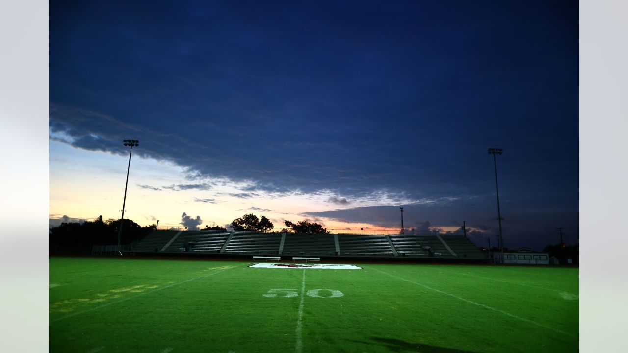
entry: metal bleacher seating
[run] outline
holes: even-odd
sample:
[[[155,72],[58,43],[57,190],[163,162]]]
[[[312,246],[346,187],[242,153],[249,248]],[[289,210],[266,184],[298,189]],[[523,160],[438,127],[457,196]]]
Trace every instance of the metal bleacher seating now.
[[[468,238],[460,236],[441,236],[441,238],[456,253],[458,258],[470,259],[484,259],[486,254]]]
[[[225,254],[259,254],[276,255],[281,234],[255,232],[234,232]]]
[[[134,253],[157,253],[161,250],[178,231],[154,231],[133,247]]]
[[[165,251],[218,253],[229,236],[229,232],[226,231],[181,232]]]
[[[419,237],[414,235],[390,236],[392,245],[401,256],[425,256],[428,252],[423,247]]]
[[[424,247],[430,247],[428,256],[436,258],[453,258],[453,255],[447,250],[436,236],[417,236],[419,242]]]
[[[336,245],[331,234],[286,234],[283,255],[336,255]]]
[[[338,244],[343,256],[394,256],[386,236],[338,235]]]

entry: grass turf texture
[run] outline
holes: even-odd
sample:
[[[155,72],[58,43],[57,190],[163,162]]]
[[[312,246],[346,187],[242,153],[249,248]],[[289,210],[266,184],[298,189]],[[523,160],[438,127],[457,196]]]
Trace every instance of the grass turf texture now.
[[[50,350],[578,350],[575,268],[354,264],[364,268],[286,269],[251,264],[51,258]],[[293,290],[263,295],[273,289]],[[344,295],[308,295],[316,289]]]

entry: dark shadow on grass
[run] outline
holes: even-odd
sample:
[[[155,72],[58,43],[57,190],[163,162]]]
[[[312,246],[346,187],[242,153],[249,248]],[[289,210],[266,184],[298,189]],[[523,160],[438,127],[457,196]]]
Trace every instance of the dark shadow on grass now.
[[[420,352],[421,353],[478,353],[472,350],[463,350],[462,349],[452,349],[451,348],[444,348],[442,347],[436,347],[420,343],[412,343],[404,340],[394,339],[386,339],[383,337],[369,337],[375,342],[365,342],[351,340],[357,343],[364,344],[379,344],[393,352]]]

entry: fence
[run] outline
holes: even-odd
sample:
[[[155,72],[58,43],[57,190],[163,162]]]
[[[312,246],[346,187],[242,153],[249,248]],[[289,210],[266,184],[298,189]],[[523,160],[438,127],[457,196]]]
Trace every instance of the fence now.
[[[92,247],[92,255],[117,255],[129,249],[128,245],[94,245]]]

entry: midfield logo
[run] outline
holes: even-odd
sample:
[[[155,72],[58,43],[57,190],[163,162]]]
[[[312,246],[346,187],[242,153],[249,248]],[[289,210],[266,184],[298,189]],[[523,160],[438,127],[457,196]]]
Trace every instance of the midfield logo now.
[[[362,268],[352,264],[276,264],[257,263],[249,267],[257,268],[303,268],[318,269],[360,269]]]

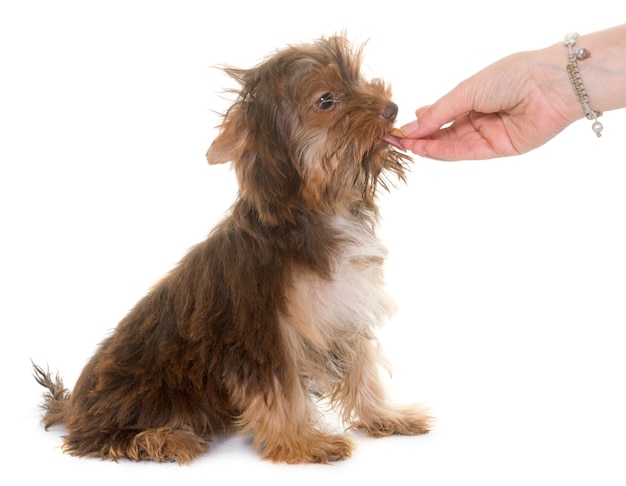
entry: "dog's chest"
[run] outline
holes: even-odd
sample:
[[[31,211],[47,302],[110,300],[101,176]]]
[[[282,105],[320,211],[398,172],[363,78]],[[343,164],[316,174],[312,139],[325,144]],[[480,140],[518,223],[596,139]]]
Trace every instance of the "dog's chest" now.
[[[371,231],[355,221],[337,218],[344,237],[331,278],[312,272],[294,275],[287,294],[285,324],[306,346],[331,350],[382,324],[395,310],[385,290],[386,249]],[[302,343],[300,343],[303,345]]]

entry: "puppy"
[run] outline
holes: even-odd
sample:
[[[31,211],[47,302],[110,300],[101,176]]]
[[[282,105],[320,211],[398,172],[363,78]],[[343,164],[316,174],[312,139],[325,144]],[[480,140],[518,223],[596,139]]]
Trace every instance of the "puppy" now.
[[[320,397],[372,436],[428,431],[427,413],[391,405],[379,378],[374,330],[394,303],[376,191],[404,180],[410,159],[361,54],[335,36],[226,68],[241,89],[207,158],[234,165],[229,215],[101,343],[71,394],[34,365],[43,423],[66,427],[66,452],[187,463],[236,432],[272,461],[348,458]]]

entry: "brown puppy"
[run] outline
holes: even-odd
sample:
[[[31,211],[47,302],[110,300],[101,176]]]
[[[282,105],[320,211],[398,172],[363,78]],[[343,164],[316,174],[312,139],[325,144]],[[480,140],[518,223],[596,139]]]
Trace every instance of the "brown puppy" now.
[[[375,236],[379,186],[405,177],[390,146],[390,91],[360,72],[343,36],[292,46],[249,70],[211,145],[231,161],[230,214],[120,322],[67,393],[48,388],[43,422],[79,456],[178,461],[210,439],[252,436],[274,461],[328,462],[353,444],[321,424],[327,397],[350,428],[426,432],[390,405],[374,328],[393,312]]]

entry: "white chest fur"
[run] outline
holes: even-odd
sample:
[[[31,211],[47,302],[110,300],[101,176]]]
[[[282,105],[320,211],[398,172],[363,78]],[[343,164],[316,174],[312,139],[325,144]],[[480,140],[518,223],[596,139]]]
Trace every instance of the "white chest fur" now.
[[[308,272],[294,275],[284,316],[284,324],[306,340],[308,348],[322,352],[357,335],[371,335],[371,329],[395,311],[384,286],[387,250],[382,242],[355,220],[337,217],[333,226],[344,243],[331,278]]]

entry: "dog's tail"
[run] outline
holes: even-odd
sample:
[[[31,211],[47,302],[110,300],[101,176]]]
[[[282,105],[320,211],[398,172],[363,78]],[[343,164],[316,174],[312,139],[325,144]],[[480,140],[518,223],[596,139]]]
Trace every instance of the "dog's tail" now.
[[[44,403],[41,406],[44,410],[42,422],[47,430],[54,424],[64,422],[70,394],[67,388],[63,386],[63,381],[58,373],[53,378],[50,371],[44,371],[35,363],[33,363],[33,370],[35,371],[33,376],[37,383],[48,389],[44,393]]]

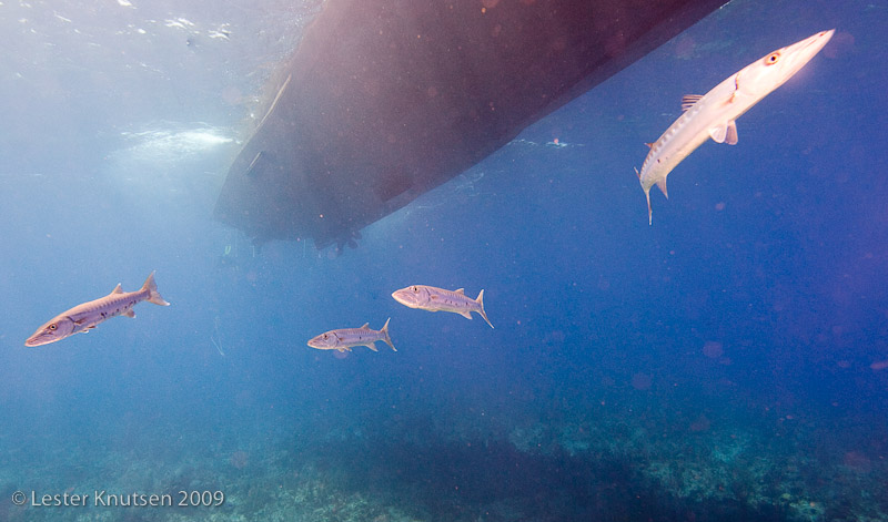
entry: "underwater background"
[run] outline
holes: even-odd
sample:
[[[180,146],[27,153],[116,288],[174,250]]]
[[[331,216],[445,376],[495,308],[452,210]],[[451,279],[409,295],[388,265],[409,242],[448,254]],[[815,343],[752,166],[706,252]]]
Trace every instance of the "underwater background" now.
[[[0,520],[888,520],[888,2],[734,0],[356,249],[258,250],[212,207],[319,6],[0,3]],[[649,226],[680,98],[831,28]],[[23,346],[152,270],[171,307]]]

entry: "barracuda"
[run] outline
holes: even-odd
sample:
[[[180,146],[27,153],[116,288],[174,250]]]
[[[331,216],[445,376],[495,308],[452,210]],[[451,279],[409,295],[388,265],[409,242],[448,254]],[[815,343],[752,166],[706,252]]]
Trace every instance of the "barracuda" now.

--- What is being asked ---
Please copy out every one of the rows above exactly as they appear, leaving out the pictures.

--- Exercise solution ---
entry: metal bleacher seating
[run] outline
holes: even-odd
sample:
[[[155,72],[58,43],[57,190],[163,162]]]
[[[312,246],[346,187],[242,153],[249,248]],[[289,210],[266,184],[298,189]],[[523,160],[438,127],[457,196]]]
Trace every instance of the metal bleacher seating now.
[[[468,238],[460,236],[441,236],[441,238],[456,253],[458,258],[470,259],[484,259],[486,254]]]
[[[225,254],[259,254],[276,255],[281,234],[255,232],[234,232]]]
[[[134,253],[157,253],[161,250],[178,231],[154,231],[133,247]]]
[[[165,251],[218,253],[229,236],[229,232],[226,231],[181,232]]]
[[[419,237],[414,235],[390,236],[392,245],[401,256],[425,256],[428,252],[423,247]]]
[[[424,247],[430,247],[428,256],[436,258],[453,258],[453,255],[447,250],[436,236],[417,236],[419,242]]]
[[[336,245],[331,234],[286,234],[283,255],[336,255]]]
[[[338,244],[343,256],[394,256],[386,236],[338,235]]]

entry: grass turf texture
[run] outline
holes: even-odd
sample:
[[[155,72],[58,43],[57,190],[163,162]]]
[[[312,246],[346,187],[242,153],[249,248]],[[289,210],[266,184],[298,189]],[[523,160],[438,127],[457,196]]]
Trace every instance of the grass turf texture now.
[[[50,350],[578,350],[575,268],[354,264],[364,268],[286,269],[251,264],[51,258]],[[293,290],[263,295],[273,289]],[[344,295],[308,295],[316,289]]]

entry: dark shadow on grass
[run] outline
holes: even-odd
sample:
[[[155,72],[58,43],[57,190],[163,162]]]
[[[312,246],[346,187],[242,153],[249,248]],[[289,210],[266,184],[298,189]],[[523,160],[438,127],[457,196]]]
Trace every instance of the dark shadow on grass now.
[[[420,352],[421,353],[478,353],[472,350],[463,350],[462,349],[452,349],[451,348],[444,348],[442,347],[436,347],[420,343],[412,343],[404,340],[394,339],[386,339],[383,337],[369,337],[375,342],[365,342],[351,340],[357,343],[364,344],[379,344],[393,352]]]

entry: fence
[run] outline
holes: even-odd
sample:
[[[155,72],[58,43],[57,190],[163,162]]]
[[[312,246],[346,187],[242,153],[249,248]],[[289,210],[266,184],[298,189]],[[523,160],[438,127],[457,196]]]
Trace every instance of the fence now.
[[[92,247],[92,255],[117,255],[129,249],[128,245],[94,245]]]

entry: midfield logo
[run] outline
holes: even-odd
sample:
[[[155,72],[58,43],[57,190],[163,162]]]
[[[312,246],[346,187],[242,153],[249,248]],[[289,210],[266,184],[298,189]],[[523,160],[438,127],[457,196]]]
Trace every instance of the midfield logo now.
[[[362,268],[352,264],[276,264],[257,263],[249,267],[257,268],[303,268],[318,269],[360,269]]]

entry: "dog's chest"
[run] outline
holes: even-odd
sample:
[[[31,211],[47,302],[110,300],[101,176]]]
[[[282,105],[320,211],[398,172],[363,78]],[[343,164],[316,174],[312,139],[325,144]],[[480,140],[518,223],[596,139]]]
Trace every instance of the "dog's chest" now.
[[[371,231],[355,221],[337,218],[344,237],[331,278],[312,272],[294,275],[287,294],[285,324],[306,346],[331,350],[382,324],[395,310],[385,290],[386,249]],[[302,343],[300,343],[303,345]]]

entry: "puppy"
[run] outline
holes: even-odd
sample:
[[[31,211],[47,302],[110,300],[101,176]]]
[[[282,105],[320,211],[398,172],[363,78]],[[343,164],[316,174],[312,139],[325,144]],[[480,140],[518,223],[596,139]]]
Trace every instance of the "puppy" now.
[[[320,397],[372,436],[428,431],[427,413],[391,405],[379,378],[374,330],[394,303],[376,191],[404,180],[410,159],[361,54],[335,36],[226,68],[241,89],[207,158],[234,165],[229,215],[101,343],[71,394],[34,365],[43,423],[66,427],[66,452],[187,463],[236,432],[272,461],[348,458]]]

entry: "brown puppy"
[run] outline
holes: even-odd
sample:
[[[31,211],[47,302],[110,300],[101,176]]]
[[[282,105],[320,211],[398,172],[363,78]],[[343,164],[316,174],[312,139],[325,144]],[[480,140],[518,223],[596,139]]]
Trace every instance of the "brown puppy" now.
[[[375,236],[379,186],[405,177],[390,146],[390,91],[360,72],[343,36],[292,46],[249,70],[211,145],[231,161],[230,214],[120,322],[67,393],[48,388],[43,422],[79,456],[178,461],[210,439],[252,436],[274,461],[328,462],[353,444],[321,424],[327,397],[350,428],[426,432],[390,405],[374,328],[393,312]]]

entry: "white chest fur"
[run] outline
holes: even-odd
sample:
[[[31,211],[47,302],[110,300],[101,176]]]
[[[282,105],[320,211],[398,172],[363,78]],[[343,164],[316,174],[312,139],[325,144]],[[480,140],[518,223],[596,139]]]
Trace every instance of the "white chest fur" now.
[[[308,272],[294,275],[284,316],[284,324],[306,340],[308,348],[322,352],[357,335],[371,335],[371,329],[395,311],[384,286],[387,250],[382,242],[355,220],[337,217],[333,226],[344,243],[331,278]]]

entry: "dog's tail"
[run] outline
holes: even-odd
sample:
[[[31,211],[47,302],[110,300],[101,176]]]
[[[282,105],[320,211],[398,172],[363,78]],[[343,164],[316,174],[312,139],[325,144]],[[480,140],[518,223],[596,139]]]
Trace every instance of the "dog's tail" now.
[[[44,403],[41,406],[44,410],[42,422],[47,430],[54,424],[64,422],[70,394],[67,388],[63,386],[63,381],[58,373],[53,378],[50,371],[44,371],[35,363],[33,363],[33,370],[35,371],[33,376],[37,383],[48,389],[44,393]]]

entry: "underwater background"
[run] outline
holes: even-odd
sample:
[[[180,146],[27,153],[116,288],[174,250]]]
[[[331,216],[445,376],[495,308],[452,210]],[[451,279],[409,295],[388,265],[409,242],[448,254]],[[815,343],[752,166],[706,252]]]
Trace every instance of the "underwater background" now.
[[[0,520],[888,520],[888,2],[734,0],[356,249],[258,250],[212,207],[319,6],[0,3]],[[649,226],[680,98],[831,28]],[[23,346],[152,270],[171,307]]]

entry: "barracuda"
[run] outline
holes: even-odd
sample:
[[[180,146],[27,153],[116,288],[174,250]]]
[[[331,216],[445,376],[495,308],[452,210]],[[451,279],[409,295],[388,265],[409,242],[448,254]],[[815,343],[752,166],[706,252]]]
Trace every instance of the "barracuda" now.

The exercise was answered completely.